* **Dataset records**
[Start of section]
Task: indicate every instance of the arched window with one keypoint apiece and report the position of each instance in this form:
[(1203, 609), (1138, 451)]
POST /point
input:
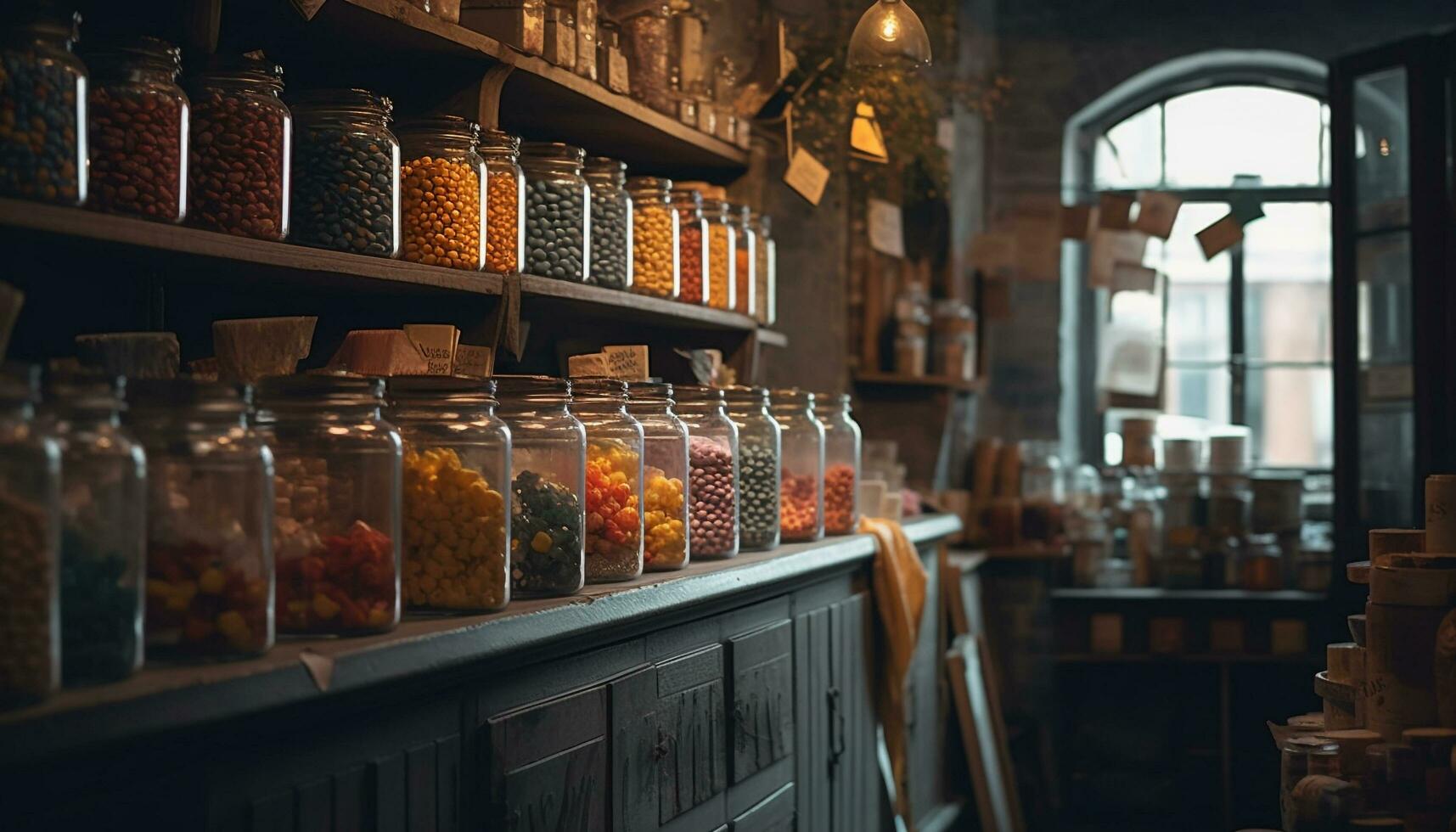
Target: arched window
[(1246, 333)]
[End of section]
* **Work instructions**
The records must be copied with no word altered, and without their pictures.

* **Solution for this problem**
Task: indicate every instance of the arched window with one keypoint apiece and report the position of each instance in this form:
[(1203, 609), (1138, 451)]
POST /point
input:
Target: arched window
[(1246, 333)]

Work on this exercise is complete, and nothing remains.